PROBLEM TO WORK ON:
Reproduce every row below exactly as it appears, but leave the pictures out.

-- Begin ENTRIES SUPPLIED --

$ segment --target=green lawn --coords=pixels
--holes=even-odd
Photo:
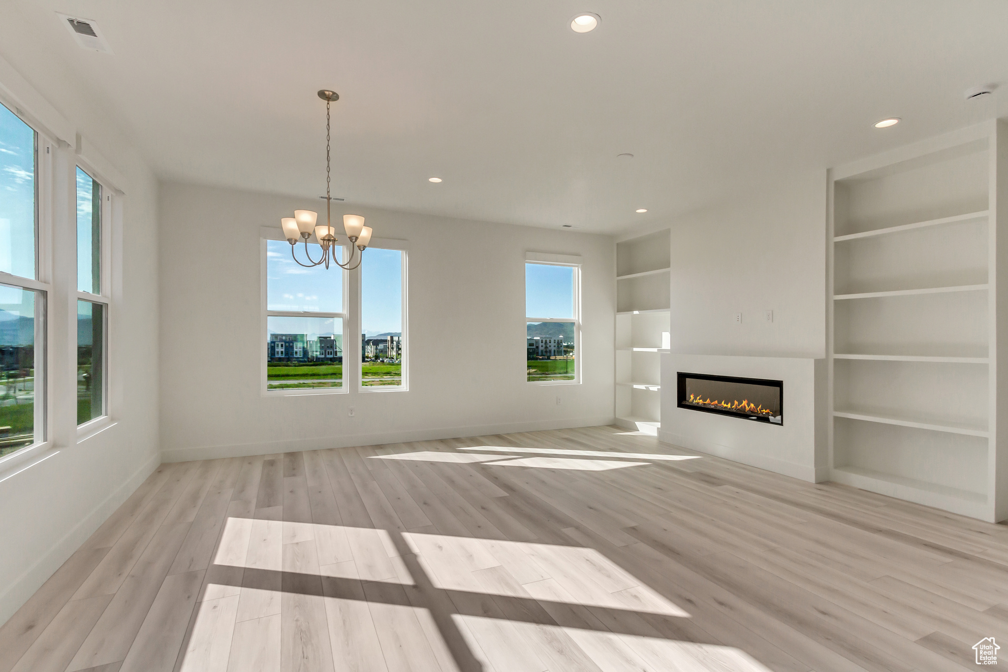
[[[286,367],[267,366],[267,380],[318,380],[321,378],[343,378],[342,364],[324,366]]]
[[[574,359],[528,360],[526,372],[529,381],[574,380]]]
[[[16,406],[0,406],[0,427],[10,427],[9,437],[18,434],[25,435],[20,439],[0,438],[0,455],[14,452],[32,441],[32,429],[35,425],[35,405],[33,403]]]
[[[402,364],[388,362],[363,362],[361,375],[365,386],[401,385]],[[287,364],[266,367],[267,389],[291,390],[298,388],[343,387],[342,364]]]
[[[402,364],[390,362],[362,362],[361,382],[365,387],[375,385],[402,385]]]

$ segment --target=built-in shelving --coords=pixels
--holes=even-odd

-- End ENTRIES SUPPLIED --

SOLUTION BELOW:
$ segment --target=green lawn --coords=pixels
--holes=even-odd
Photo:
[[[286,367],[267,366],[267,380],[318,380],[321,378],[343,378],[342,364],[324,366]]]
[[[574,359],[528,360],[526,372],[529,381],[574,380]]]
[[[16,406],[0,406],[0,427],[10,427],[9,437],[18,434],[25,435],[20,439],[0,438],[0,455],[14,452],[32,441],[32,429],[35,425],[35,405],[33,403]]]
[[[402,364],[388,362],[363,362],[361,375],[365,386],[401,385]],[[287,364],[266,367],[267,389],[291,390],[298,388],[343,387],[342,364]]]
[[[402,364],[390,362],[362,362],[361,382],[365,387],[375,385],[402,385]]]

$ segment --target=built-in shelving --coords=pixels
--holes=even-odd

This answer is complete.